EXTRAIT:

........

Catégorie : Histoire et Actualité

 

 

 

 

 

 

 

 

Pour la Déclaration universelle des droits de l'homme en 1948

 

 

 

   "C'est par le malentendu universel que tout le monde s'accorde" : Charles Baudelaire... Deux évènements se sont agrégés le 10 décembre dernier : les 70 ans de la Déclaration universelle des droits de l’homme et le vote du Pacte de Marrakech. Il s’agit de deux textes consacrant des droits universels applicables dans 193 pays du monde avec une portée plus symbolique que juridique car une déclaration ou un pacte ne sont pas des traités. Ces évènements sont passés sous les radars en France à cause des manifestations des gilets jaunes et des oppositions frontales qui sont apparues dans de nombreux pays, remettant ainsi en cause le principe même des valeurs universelles. Il devient aujourd’hui très difficile d’adopter un texte international, dans un cadre multilatéral, rappelant des droits humains élémentaires, comme le droit à la dignité, à l’égalité, ou à la liberté. Beaucoup de responsables politiques comme Mme Merkel et d’ONG comme Amnesty International et Human Watch Rights vont même jusqu’à se demander si la Déclaration universelle pourrait être adoptée aujourd’hui. Il est donc nécessaire de se rappeler comment sont nées ces déclarations qui ont été contestées dès le départ (ce sera la première partie de cet article). Puis nous verrons que les positions prises à propos du Pacte de Marrakech risquent de transformer les droits de l’homme en un supermarché soumis aux contingences de chaque pays (nous entrerons alors dans la deuxième partie)...

........

[Étiquettes de photos avec cadres]
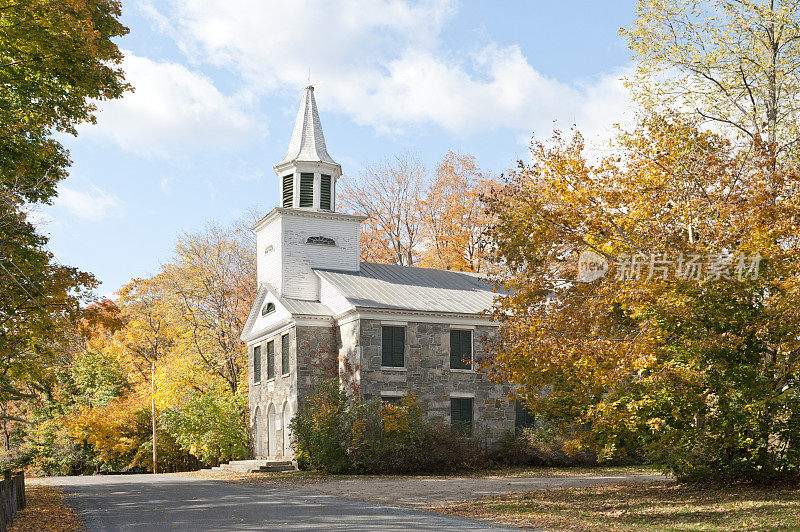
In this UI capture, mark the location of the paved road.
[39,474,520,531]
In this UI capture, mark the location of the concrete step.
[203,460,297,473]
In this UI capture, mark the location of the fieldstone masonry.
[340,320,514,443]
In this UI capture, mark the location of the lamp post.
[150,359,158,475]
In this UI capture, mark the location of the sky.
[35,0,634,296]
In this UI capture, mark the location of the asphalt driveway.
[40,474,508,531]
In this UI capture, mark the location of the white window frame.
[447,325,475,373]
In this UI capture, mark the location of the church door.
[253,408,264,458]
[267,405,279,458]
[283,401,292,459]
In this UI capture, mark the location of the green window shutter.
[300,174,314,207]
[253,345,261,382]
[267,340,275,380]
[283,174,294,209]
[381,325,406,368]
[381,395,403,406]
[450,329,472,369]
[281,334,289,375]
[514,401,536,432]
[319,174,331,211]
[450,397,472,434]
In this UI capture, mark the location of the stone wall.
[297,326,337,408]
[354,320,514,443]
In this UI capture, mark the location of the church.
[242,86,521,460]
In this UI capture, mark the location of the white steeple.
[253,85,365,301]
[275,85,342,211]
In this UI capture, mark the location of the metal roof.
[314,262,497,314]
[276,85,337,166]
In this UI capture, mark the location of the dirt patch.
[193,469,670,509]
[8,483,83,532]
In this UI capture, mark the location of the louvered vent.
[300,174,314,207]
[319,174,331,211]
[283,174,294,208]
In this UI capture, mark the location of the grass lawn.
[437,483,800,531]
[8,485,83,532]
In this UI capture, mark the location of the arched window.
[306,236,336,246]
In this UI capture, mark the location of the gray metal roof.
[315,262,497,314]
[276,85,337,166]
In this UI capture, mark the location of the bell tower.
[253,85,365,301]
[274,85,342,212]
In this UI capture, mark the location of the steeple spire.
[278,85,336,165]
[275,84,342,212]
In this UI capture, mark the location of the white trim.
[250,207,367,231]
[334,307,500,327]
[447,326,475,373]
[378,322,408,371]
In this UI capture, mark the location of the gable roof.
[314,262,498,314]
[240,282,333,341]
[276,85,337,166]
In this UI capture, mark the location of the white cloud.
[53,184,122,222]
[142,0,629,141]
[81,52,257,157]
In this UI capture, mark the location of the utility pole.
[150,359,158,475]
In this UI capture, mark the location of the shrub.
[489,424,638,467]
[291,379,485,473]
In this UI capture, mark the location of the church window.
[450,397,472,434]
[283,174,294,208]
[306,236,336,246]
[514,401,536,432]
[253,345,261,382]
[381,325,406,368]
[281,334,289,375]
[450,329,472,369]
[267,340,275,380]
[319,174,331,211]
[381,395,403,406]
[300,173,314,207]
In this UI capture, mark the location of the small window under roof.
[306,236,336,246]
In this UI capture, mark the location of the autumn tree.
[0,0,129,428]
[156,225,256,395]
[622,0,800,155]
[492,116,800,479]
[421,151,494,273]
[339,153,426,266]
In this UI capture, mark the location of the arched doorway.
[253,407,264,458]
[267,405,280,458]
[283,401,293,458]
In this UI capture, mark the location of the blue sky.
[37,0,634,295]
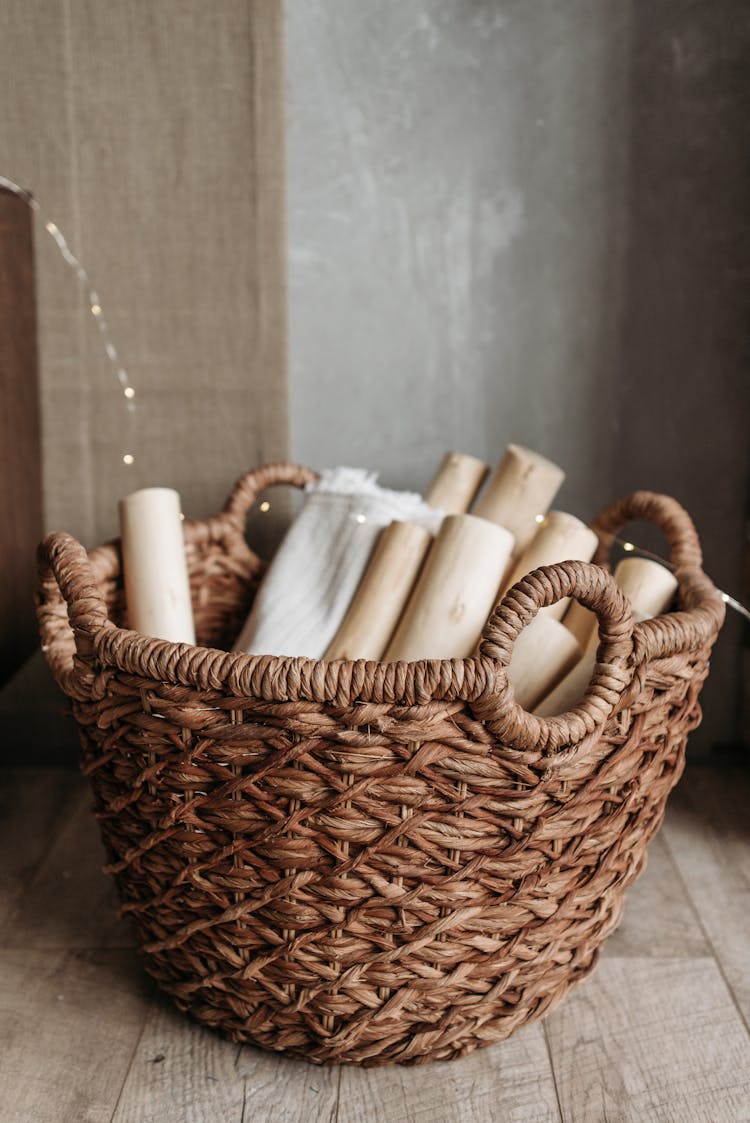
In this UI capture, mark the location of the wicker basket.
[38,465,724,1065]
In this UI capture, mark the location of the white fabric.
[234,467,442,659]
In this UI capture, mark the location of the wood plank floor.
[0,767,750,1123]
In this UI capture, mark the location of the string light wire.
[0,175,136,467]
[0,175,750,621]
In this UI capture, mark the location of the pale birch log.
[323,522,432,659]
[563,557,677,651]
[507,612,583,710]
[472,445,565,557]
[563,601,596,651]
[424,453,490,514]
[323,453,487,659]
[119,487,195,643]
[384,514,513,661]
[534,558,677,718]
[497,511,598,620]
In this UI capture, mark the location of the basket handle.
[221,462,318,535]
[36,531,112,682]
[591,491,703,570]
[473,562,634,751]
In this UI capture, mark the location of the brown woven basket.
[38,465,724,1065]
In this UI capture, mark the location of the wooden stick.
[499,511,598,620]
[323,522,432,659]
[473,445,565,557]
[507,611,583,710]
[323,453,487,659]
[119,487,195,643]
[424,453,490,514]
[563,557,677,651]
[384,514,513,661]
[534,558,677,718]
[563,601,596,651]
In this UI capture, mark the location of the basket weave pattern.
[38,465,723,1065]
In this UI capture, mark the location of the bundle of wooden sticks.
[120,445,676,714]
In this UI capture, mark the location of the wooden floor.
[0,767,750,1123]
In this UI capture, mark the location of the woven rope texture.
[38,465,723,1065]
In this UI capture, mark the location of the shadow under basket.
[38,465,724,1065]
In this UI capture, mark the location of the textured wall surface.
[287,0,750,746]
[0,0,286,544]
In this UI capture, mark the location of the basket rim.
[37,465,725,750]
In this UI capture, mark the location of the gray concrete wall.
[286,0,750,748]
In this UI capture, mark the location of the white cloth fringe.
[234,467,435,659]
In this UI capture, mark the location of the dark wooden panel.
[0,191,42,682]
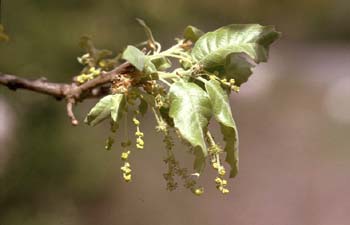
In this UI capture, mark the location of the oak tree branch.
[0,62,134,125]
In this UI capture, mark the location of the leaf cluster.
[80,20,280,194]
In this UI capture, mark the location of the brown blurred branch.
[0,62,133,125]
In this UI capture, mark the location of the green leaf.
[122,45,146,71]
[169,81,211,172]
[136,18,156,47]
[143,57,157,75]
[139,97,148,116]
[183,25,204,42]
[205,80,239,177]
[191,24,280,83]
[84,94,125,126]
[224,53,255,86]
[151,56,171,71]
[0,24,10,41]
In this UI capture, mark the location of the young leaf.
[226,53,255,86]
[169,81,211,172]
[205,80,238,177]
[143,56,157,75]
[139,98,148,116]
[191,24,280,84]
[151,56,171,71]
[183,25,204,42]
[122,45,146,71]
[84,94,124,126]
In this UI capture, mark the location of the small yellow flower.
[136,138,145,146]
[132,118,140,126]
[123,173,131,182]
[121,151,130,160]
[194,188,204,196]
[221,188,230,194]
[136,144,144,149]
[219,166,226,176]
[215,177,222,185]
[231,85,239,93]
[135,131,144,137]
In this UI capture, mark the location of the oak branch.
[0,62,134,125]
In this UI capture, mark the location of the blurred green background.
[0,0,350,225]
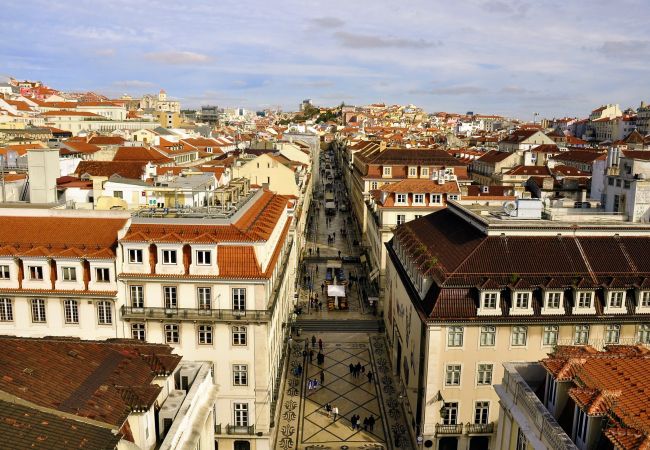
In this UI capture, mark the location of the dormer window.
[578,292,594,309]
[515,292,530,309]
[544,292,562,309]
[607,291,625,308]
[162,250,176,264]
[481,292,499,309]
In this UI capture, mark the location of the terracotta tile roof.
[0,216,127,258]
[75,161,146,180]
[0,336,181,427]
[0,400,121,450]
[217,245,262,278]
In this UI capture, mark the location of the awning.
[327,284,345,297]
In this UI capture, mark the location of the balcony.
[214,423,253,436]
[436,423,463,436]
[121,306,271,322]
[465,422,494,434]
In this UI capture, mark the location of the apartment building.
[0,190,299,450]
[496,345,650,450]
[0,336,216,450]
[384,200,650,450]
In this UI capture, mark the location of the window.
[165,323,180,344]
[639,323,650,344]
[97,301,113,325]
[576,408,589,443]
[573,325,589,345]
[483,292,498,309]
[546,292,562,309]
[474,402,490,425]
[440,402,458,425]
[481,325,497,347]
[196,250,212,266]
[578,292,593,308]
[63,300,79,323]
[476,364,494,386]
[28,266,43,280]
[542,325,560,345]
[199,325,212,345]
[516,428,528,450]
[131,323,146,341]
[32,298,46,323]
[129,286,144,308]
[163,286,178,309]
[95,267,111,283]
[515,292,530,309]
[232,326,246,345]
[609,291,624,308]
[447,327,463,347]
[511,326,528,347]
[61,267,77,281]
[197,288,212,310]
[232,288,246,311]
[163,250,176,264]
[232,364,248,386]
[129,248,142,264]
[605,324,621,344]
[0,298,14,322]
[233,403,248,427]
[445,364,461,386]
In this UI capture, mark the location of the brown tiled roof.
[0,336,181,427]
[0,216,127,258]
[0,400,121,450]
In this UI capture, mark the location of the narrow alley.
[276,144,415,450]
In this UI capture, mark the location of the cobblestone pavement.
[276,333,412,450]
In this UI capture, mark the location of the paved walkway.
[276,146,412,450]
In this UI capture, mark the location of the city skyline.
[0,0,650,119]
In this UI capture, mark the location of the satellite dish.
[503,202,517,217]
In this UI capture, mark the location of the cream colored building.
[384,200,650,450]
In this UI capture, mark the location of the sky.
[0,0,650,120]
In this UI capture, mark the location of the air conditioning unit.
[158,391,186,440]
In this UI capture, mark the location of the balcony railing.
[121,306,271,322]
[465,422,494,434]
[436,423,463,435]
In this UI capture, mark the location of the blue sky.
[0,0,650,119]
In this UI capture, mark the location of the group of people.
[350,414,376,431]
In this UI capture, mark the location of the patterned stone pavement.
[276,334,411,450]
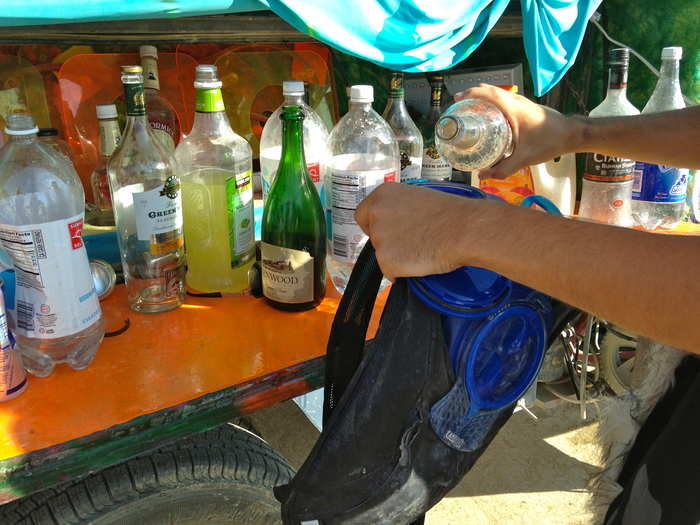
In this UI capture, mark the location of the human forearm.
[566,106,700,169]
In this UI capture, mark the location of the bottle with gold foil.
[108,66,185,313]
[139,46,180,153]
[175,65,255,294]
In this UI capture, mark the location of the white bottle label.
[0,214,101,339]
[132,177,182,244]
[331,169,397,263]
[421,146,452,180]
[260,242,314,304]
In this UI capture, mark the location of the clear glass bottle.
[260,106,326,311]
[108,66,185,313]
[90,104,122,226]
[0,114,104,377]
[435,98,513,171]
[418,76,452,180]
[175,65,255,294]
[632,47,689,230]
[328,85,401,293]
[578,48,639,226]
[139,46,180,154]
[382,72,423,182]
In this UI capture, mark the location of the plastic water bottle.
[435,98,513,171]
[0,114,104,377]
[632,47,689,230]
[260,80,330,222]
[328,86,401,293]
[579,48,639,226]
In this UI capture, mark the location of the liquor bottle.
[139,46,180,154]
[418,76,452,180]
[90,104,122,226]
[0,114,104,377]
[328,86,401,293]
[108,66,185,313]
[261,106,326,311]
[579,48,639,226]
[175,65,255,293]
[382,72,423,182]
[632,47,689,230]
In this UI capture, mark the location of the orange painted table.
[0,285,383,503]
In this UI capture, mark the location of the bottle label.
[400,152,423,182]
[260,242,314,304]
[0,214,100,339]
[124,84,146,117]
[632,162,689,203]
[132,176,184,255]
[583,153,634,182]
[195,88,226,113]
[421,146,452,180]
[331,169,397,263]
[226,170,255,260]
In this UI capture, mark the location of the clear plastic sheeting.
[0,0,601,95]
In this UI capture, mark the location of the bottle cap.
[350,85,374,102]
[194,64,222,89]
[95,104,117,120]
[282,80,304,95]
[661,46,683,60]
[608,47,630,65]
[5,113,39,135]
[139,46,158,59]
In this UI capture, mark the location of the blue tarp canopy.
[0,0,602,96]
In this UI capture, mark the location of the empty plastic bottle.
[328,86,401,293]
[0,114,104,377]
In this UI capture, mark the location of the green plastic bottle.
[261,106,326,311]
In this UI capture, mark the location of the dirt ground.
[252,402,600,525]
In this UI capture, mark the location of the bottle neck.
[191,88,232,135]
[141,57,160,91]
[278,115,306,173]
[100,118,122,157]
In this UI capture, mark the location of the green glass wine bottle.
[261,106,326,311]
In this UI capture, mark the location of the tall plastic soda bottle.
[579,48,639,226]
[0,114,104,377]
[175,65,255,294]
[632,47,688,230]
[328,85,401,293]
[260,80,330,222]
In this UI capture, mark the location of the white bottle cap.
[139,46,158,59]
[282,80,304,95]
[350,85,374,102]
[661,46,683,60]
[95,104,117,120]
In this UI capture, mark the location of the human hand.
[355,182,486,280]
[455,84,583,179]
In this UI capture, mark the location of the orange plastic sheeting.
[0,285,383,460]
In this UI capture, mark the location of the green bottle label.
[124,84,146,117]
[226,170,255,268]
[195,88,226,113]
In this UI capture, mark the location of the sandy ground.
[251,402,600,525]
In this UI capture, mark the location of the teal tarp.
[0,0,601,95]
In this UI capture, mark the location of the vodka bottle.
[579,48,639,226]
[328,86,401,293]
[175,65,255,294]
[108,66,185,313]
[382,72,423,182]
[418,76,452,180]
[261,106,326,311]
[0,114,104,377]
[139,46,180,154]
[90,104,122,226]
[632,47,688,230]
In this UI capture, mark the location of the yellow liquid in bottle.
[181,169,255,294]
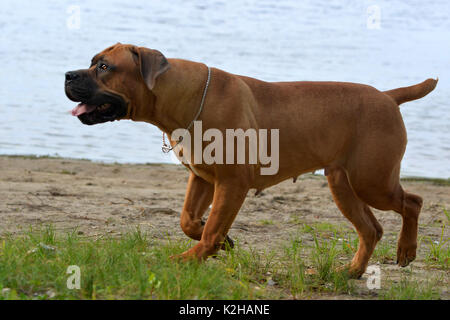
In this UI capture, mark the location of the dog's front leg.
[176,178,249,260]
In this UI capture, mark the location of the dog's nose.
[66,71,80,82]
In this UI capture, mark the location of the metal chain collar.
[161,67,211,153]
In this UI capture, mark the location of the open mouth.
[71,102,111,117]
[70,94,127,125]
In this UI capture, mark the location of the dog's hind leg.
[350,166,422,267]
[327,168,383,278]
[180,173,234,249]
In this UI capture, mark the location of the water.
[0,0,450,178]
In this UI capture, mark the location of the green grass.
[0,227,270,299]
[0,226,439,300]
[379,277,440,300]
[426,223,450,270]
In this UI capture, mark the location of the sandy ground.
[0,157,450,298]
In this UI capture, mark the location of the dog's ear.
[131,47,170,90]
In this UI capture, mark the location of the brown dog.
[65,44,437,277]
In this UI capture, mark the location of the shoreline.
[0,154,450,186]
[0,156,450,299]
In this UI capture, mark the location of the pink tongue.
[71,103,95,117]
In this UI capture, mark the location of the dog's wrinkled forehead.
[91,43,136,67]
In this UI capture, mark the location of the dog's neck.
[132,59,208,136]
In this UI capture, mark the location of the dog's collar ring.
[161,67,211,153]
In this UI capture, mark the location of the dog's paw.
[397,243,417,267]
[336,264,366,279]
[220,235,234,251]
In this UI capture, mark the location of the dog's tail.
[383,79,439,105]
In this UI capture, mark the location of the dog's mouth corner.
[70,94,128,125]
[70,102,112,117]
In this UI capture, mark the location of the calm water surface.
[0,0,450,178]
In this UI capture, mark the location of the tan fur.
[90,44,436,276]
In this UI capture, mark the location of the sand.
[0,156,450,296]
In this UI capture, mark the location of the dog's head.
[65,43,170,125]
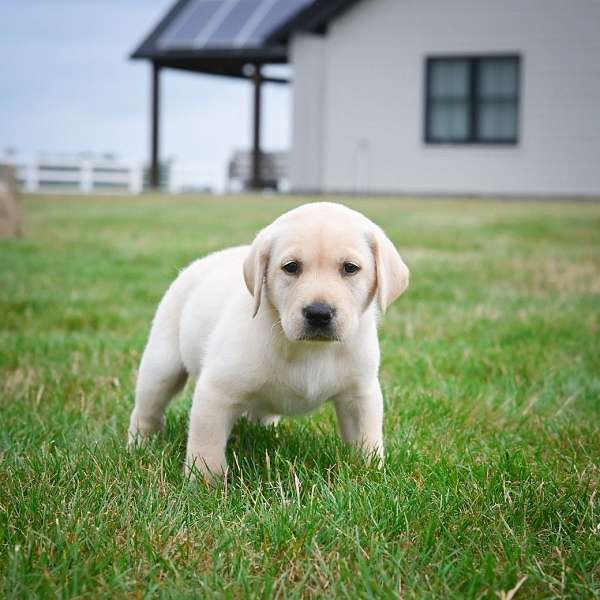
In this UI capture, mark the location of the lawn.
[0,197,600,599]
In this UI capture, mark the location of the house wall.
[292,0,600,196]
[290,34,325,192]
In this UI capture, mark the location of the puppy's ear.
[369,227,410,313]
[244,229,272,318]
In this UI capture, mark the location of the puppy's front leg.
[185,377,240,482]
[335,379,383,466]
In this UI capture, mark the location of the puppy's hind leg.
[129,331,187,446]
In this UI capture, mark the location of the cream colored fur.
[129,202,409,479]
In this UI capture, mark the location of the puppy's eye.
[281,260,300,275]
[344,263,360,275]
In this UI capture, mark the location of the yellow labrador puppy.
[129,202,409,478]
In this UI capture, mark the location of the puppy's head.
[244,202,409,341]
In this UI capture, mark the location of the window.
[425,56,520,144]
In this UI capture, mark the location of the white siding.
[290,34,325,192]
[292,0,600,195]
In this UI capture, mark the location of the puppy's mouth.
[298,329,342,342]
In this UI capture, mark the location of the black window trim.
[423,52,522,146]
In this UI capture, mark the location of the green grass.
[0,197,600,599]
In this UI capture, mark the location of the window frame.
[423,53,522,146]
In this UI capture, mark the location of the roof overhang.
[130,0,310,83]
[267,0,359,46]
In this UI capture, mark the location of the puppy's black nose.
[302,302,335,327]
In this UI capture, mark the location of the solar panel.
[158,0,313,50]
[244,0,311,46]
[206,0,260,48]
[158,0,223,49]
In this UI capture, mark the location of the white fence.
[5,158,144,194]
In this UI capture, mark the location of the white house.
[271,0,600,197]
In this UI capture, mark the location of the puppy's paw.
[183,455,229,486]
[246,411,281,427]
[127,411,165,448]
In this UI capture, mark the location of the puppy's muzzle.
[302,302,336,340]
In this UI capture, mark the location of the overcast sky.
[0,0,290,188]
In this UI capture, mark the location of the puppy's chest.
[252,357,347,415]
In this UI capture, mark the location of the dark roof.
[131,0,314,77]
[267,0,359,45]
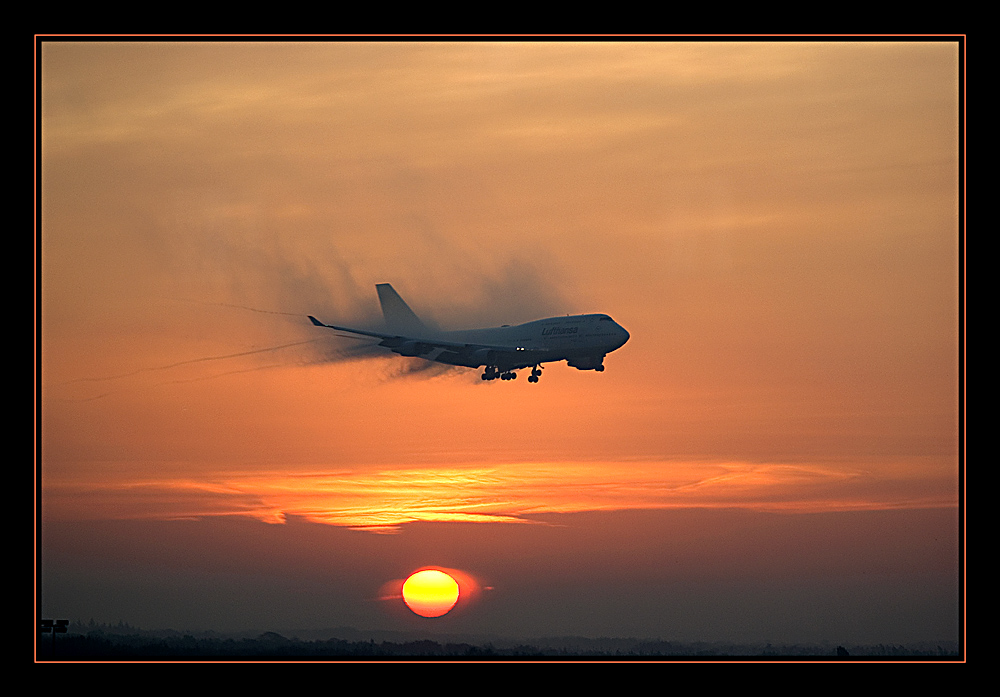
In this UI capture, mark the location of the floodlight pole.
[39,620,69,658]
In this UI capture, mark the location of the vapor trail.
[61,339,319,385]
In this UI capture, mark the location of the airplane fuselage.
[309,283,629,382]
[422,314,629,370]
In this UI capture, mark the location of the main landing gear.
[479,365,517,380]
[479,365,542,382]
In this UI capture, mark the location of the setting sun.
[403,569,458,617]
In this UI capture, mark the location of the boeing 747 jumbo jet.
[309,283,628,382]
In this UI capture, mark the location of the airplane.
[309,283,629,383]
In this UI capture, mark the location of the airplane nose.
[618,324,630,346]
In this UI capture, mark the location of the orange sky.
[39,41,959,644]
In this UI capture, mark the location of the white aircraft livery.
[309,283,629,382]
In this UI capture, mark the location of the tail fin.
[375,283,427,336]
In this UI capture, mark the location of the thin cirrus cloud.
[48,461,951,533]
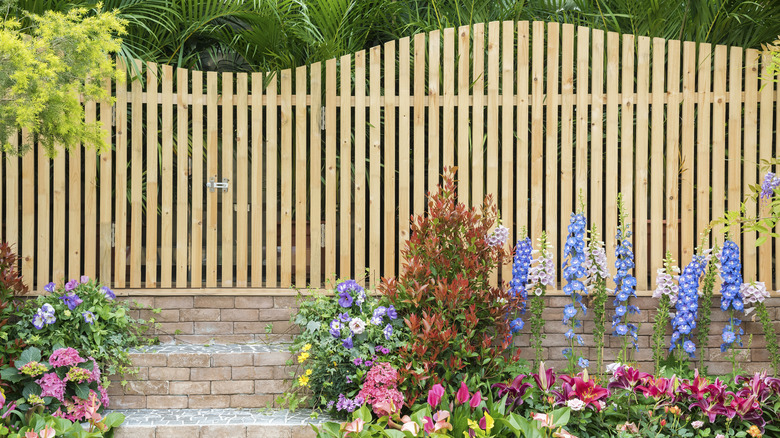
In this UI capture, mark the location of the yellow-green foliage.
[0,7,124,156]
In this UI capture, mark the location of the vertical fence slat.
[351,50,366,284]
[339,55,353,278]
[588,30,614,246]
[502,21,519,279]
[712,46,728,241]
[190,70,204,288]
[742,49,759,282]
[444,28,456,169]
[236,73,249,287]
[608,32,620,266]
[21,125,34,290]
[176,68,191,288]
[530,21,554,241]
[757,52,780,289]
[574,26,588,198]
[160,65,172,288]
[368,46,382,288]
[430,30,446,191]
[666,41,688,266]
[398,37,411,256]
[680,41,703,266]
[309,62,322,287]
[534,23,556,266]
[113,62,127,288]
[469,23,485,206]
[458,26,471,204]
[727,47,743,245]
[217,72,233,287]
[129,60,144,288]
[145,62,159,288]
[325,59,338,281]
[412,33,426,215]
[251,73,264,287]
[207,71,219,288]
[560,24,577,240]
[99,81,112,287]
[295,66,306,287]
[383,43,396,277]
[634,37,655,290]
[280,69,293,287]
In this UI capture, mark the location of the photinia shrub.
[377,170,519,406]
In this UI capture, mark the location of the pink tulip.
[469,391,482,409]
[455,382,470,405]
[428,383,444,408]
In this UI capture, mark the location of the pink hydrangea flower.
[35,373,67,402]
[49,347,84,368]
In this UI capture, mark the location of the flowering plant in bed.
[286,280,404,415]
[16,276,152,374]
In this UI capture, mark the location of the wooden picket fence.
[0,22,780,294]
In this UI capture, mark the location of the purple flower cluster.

........

CONSIGNE: Dans l'extrait, quels droits humains élémentaires sont donnés en exemple ? Énumérez-les tous.

RÉPONSE:
- le droit à la dignité
- le droit à l'égalité
- le droit à la liberté